Supplied records:
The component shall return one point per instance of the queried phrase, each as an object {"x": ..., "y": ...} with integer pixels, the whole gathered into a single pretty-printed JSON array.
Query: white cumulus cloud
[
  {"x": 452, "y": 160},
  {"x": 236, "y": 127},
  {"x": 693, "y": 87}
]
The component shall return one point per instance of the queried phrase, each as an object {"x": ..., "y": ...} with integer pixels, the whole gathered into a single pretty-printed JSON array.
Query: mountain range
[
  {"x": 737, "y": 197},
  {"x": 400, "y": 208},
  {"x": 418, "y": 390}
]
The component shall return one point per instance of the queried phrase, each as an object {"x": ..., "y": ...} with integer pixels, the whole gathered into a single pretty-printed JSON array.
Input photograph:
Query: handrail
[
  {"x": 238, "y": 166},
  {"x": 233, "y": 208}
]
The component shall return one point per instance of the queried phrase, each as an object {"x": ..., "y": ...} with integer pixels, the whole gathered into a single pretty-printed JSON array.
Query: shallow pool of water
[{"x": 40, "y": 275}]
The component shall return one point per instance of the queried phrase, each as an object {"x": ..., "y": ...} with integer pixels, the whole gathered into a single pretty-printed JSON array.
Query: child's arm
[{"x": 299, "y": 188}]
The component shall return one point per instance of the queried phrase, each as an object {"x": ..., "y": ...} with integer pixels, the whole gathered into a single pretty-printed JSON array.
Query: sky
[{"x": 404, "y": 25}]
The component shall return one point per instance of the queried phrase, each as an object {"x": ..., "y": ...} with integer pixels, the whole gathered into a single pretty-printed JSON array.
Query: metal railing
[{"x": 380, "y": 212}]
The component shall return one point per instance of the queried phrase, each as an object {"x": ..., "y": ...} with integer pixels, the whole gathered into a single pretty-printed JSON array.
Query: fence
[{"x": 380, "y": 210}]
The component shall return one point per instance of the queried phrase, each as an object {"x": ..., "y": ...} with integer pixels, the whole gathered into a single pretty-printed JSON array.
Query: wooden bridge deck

Task requirements:
All entries must be repeated verbatim.

Response below:
The component shall return one point per instance of the queried phrase, each as an object {"x": ..., "y": ...} with integer pixels, the whole gathered into a single pretty-printed JSON array.
Query: white cumulus cloud
[
  {"x": 452, "y": 160},
  {"x": 236, "y": 127},
  {"x": 693, "y": 87}
]
The component shall return one point per instance of the queried phrase, each as an object {"x": ..., "y": ...} with integer pixels, the whole gathered into a single pretty-printed JSON array.
Query: mountain range
[
  {"x": 737, "y": 197},
  {"x": 400, "y": 208},
  {"x": 418, "y": 390}
]
The component shall return one point per instance of the queried phrase, each as an object {"x": ..., "y": ...} with integer pixels, the whole gathered into a single pretty-printed JSON array.
Input photograph:
Query: handrail
[
  {"x": 238, "y": 166},
  {"x": 233, "y": 208}
]
The component shall return one point per instance of the queried phrase, each as an object {"x": ..., "y": ...} with integer pixels, the whole gathered into a single pretty-printed JSON array.
Query: shallow pool of water
[{"x": 40, "y": 275}]
The component shall return one point per instance of the queried phrase, each as an object {"x": ..., "y": ...} with integer pixels, the whole gathered into a single pretty-printed JSON array.
Query: child's arm
[{"x": 299, "y": 188}]
The component shall return one point per instance of the queried phrase, each as an object {"x": ..., "y": ...} with integer pixels, the whole gathered into a single pretty-printed JSON array.
Query: sky
[{"x": 404, "y": 25}]
The component shall return one point per instance of the queried phrase, each as an object {"x": ..., "y": ...} with integer pixels, the whole gathered into a single pretty-printed JSON array.
Query: metal railing
[{"x": 380, "y": 212}]
The component shall return one point per instance of the queried phrase, each as an object {"x": ..., "y": ...} with integer pixels, the whole gathered into a single pretty-printed JSON array.
Query: fence
[{"x": 380, "y": 210}]
The component shall return one point per instance of the queried phrase, each as an object {"x": ..., "y": ...} with integer pixels, the whole gathered into a single pretty-printed JSON array.
Query: wooden bridge deck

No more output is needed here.